Darrin picked his first camera up at the age of 8, an Ilford Sportsman, and rapidly moved into medium format when he was given a Kodak Reflex TLR camera using 620 film and hasn’t stopped acquiring cameras since. Darrin moved into Medical Illustration after a career in insurance and started work at the Royal Berkshire Hospital bright and early on a Monday morning feeling the worse for wear after celebrating the night before, the first job of the day, assisting in a full post mortem!
Lionel Williams was the manager with a sense of humour then and a real inspiration to his future career whilst undertaking his BTEC in Medical and Scientific imaging. This led to a permanent post in 1996 with Queen Marys University Hospital at Roehampton in London and the introduction to the world of severe burns and reconstructive plastic surgery along with amputee limb fitting and a multitude of other disciplines. During his time there he became interested in microscopy and started collecting microscopes too! Sadly the wonderful world inhabited by those that worked at Queen Marys was to come to an end and the hospital was remodelled, no more lunch times in the Italian sunken garden or summer fetes and the amputees five a side football.
Next stop in 1999 was The Royal London Hospital in the melting pot of Whitechapel. Yet another hospital with a huge history. Darrin has now worked there in excess of 20 years and is currently the Head of Department. Early on he undertook his BSc in Digital and Photographic Imaging Science at the University of Westminster and then his MSc in Digital Colour Imaging at the University of the Arts (then London College of Printing) developing a device that can spectrally characterise a digital image capture device in a single exposure using 36 narrow band filters, all accomplished on the kitchen table. This was presented at IS&T European Conference in 2008. It was also at this time that he was sitting on the BIPP Medical Committee whereupon he also joined the RPS and the Medical group, Imaging Science group and Analogue group. Currently his day to day work revolves around ophthalmology and the remodelling of the department to cope with new ways of working in the modern digital age. He still maintains a keen interest in colour science and its associated reproduction.

PROVIDED DATA.
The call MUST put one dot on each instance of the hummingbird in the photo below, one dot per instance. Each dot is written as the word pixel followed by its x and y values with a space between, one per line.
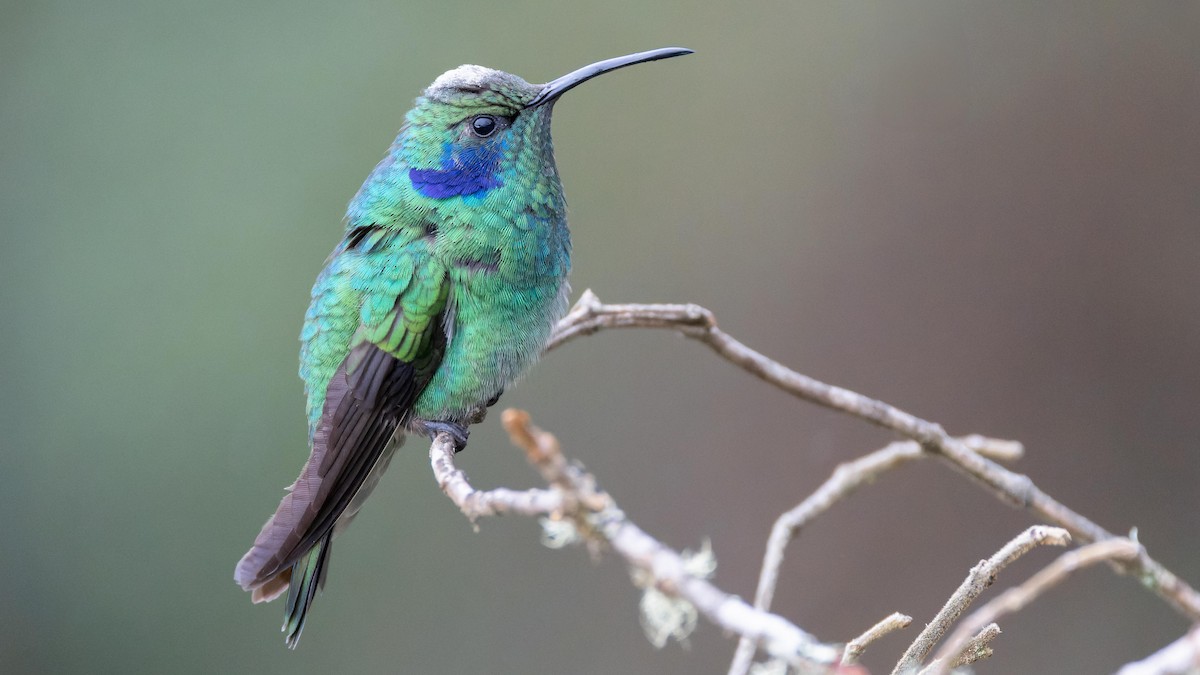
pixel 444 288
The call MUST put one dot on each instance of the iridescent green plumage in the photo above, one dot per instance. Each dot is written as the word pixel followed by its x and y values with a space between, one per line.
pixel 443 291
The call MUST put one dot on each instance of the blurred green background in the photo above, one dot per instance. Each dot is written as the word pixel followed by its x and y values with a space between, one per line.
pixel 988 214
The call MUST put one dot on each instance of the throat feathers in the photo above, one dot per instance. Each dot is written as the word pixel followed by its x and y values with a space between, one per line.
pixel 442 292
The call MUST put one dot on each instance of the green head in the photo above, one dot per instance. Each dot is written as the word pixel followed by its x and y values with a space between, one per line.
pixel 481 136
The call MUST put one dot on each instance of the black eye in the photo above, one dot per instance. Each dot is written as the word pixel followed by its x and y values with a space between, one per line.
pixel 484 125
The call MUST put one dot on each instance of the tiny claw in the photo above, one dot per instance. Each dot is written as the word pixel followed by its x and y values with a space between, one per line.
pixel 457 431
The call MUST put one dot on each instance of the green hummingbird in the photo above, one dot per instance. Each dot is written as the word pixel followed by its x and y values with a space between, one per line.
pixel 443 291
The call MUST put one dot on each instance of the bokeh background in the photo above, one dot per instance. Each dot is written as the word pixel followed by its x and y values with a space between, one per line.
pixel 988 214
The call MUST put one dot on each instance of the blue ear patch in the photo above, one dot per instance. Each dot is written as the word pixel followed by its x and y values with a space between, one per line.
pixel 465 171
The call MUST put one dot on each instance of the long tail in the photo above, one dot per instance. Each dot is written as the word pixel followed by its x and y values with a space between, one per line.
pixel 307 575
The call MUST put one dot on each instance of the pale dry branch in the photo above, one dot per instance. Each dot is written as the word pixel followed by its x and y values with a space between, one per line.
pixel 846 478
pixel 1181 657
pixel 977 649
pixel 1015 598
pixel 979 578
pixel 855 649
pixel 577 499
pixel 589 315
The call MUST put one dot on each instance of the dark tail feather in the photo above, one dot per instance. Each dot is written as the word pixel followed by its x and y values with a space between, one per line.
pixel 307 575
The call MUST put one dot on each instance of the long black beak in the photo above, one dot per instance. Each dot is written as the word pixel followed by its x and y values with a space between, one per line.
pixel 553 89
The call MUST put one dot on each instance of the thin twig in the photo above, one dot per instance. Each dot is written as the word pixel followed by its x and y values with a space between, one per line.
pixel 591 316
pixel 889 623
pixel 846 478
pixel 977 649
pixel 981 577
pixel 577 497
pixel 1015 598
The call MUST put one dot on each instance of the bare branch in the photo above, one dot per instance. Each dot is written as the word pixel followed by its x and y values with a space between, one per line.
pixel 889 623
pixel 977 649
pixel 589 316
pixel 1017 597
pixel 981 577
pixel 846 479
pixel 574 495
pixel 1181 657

WHAT TO PRODUCE.
Reproduce the passage from the biographical profile of Darrin word for word, starting at "Lionel Williams was" and ending at "a side football.".

RESULT OF THIS EXERCISE.
Lionel Williams was the manager with a sense of humour then and a real inspiration to his future career whilst undertaking his BTEC in Medical and Scientific imaging. This led to a permanent post in 1996 with Queen Marys University Hospital at Roehampton in London and the introduction to the world of severe burns and reconstructive plastic surgery along with amputee limb fitting and a multitude of other disciplines. During his time there he became interested in microscopy and started collecting microscopes too! Sadly the wonderful world inhabited by those that worked at Queen Marys was to come to an end and the hospital was remodelled, no more lunch times in the Italian sunken garden or summer fetes and the amputees five a side football.